# EXERCISE INPUT
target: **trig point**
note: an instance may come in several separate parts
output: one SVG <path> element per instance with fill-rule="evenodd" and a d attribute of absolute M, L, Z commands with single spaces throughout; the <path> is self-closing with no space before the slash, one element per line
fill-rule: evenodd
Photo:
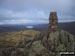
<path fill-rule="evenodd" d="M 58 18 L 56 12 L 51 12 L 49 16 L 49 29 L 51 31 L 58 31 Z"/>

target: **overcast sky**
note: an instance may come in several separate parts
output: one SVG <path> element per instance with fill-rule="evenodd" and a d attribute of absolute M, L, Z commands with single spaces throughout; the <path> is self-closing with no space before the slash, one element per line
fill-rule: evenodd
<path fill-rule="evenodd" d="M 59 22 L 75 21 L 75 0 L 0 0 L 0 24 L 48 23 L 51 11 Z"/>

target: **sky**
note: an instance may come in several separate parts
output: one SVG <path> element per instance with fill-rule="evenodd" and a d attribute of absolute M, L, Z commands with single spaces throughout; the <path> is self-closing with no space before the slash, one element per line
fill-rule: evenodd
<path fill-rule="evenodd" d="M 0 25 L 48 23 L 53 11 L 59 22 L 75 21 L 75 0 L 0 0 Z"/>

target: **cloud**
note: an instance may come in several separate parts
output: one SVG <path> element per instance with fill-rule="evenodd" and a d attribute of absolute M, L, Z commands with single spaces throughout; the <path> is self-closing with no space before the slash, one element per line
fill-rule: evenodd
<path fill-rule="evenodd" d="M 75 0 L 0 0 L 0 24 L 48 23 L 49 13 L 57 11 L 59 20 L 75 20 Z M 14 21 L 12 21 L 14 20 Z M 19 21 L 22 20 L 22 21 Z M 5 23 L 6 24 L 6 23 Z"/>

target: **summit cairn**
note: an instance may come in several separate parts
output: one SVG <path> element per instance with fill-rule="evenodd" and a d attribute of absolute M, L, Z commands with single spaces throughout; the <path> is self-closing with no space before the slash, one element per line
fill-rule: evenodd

# WHAT YOU SHOULD DO
Copy all of the material above verbatim, line for line, omitting the pictures.

# ANSWER TO THE EXERCISE
target: **trig point**
note: an instance may come in several separate parts
output: one SVG <path> element per instance with fill-rule="evenodd" and a d attribute of absolute M, L, Z commands with single spaces throughout; the <path> is self-closing with no space before the slash, one element per line
fill-rule: evenodd
Photo:
<path fill-rule="evenodd" d="M 58 18 L 56 12 L 51 12 L 49 16 L 49 29 L 51 31 L 58 31 Z"/>

target: **overcast sky**
note: an instance may come in several separate parts
output: one SVG <path> element per instance with fill-rule="evenodd" and a d attribute of absolute M, L, Z commands with single spaces throughout; the <path> is self-closing with no space before the slash, one element per line
fill-rule: evenodd
<path fill-rule="evenodd" d="M 59 22 L 75 21 L 75 0 L 0 0 L 0 24 L 48 23 L 51 11 Z"/>

target: **sky**
note: an instance may come in several separate parts
output: one SVG <path> element per instance with fill-rule="evenodd" and a d attribute of absolute M, L, Z commands with single spaces throughout; the <path> is self-closing with no space before the slash, one element per line
fill-rule: evenodd
<path fill-rule="evenodd" d="M 0 25 L 48 23 L 53 11 L 59 22 L 75 21 L 75 0 L 0 0 Z"/>

target: **cloud**
note: an instance may come in several separate parts
output: one SVG <path> element per instance with fill-rule="evenodd" and a d attribute of absolute M, L, Z commands with single spaces throughout; the <path> is self-closing with no space before the slash, one element per line
fill-rule: evenodd
<path fill-rule="evenodd" d="M 75 0 L 0 0 L 0 24 L 48 23 L 49 13 L 57 11 L 59 20 L 75 20 Z M 14 21 L 12 21 L 14 20 Z M 19 21 L 22 20 L 22 21 Z M 5 23 L 6 24 L 6 23 Z"/>

target: **summit cairn**
note: an instance may come in several separate parts
output: one SVG <path> element per instance with fill-rule="evenodd" and a d attribute of absolute M, L, Z commands with single spaces throughout; the <path> is self-closing with no space before the slash, one element per line
fill-rule: evenodd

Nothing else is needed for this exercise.